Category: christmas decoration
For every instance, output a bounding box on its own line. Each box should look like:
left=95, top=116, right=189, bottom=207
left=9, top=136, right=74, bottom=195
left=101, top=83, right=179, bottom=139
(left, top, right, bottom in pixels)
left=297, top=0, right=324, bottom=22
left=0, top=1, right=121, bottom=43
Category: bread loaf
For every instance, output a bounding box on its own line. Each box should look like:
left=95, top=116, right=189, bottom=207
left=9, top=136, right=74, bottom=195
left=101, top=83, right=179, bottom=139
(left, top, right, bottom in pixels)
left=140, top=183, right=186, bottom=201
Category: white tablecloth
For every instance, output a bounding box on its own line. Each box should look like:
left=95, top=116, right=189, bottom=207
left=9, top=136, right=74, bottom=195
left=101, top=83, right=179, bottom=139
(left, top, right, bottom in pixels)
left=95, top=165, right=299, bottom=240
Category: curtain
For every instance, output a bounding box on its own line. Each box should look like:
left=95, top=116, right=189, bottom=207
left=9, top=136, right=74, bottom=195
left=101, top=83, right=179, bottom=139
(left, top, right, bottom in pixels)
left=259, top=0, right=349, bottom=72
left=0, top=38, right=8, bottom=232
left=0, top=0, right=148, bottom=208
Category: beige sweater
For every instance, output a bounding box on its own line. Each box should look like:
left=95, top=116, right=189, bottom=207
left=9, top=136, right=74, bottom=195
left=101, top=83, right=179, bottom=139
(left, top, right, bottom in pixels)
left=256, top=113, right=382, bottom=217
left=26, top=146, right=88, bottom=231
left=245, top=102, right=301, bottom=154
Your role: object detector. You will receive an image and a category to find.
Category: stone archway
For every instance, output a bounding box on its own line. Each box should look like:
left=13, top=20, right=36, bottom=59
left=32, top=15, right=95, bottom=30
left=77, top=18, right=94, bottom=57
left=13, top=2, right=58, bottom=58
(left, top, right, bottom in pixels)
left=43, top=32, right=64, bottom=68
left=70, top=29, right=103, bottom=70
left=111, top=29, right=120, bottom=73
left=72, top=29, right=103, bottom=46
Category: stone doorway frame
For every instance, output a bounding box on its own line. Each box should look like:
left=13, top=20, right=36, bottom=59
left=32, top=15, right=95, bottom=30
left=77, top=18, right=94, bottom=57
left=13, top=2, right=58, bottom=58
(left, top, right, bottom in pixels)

To be done: Swap "bounding box" for "bounding rectangle" wherever it occurs in the listing above. Write out the whole listing again with nothing else changed.

The response:
Category: christmas decoration
For every instance, output a bounding rectangle on its own line. Each box should look like:
left=95, top=116, right=189, bottom=207
left=9, top=136, right=74, bottom=195
left=101, top=83, right=179, bottom=139
(left, top, right, bottom in pixels)
left=297, top=0, right=324, bottom=22
left=0, top=1, right=121, bottom=43
Category: bread loaf
For every instance, output a bounding rectangle on its own line. Each box should look like:
left=95, top=116, right=189, bottom=207
left=9, top=136, right=74, bottom=195
left=101, top=83, right=179, bottom=139
(left, top, right, bottom in pixels)
left=140, top=183, right=186, bottom=201
Category: white tablecloth
For every instance, output a bounding rectangle on its own line. Each box should look like:
left=95, top=116, right=189, bottom=207
left=9, top=136, right=74, bottom=195
left=101, top=83, right=179, bottom=139
(left, top, right, bottom in pixels)
left=95, top=165, right=299, bottom=240
Category: curtain
For every instance, output a bounding rectangle on its own line. Each box should look like:
left=95, top=116, right=189, bottom=207
left=9, top=136, right=74, bottom=195
left=101, top=83, right=179, bottom=139
(left, top, right, bottom in pixels)
left=259, top=0, right=349, bottom=72
left=0, top=38, right=8, bottom=232
left=0, top=0, right=148, bottom=208
Category: beige sweater
For every instance, output a bounding rectangle on its own line. Each box should look like:
left=95, top=116, right=189, bottom=207
left=9, top=136, right=74, bottom=195
left=101, top=83, right=179, bottom=139
(left, top, right, bottom in pixels)
left=256, top=113, right=382, bottom=217
left=26, top=146, right=88, bottom=231
left=245, top=102, right=301, bottom=154
Your role: object detector. You will receive an image and a category to find.
Category: stone archway
For every instance, output a bounding rectangle on its own line. Each box should look like:
left=13, top=20, right=36, bottom=59
left=32, top=15, right=95, bottom=30
left=77, top=18, right=94, bottom=57
left=13, top=2, right=58, bottom=58
(left, top, right, bottom in pixels)
left=43, top=32, right=64, bottom=68
left=70, top=29, right=103, bottom=70
left=111, top=29, right=120, bottom=73
left=72, top=29, right=103, bottom=46
Category: stone doorway frame
For every instance, output a bounding rectangle on its own line. Each box should look like:
left=13, top=20, right=36, bottom=59
left=32, top=15, right=95, bottom=30
left=77, top=18, right=94, bottom=57
left=13, top=2, right=58, bottom=58
(left, top, right, bottom in pixels)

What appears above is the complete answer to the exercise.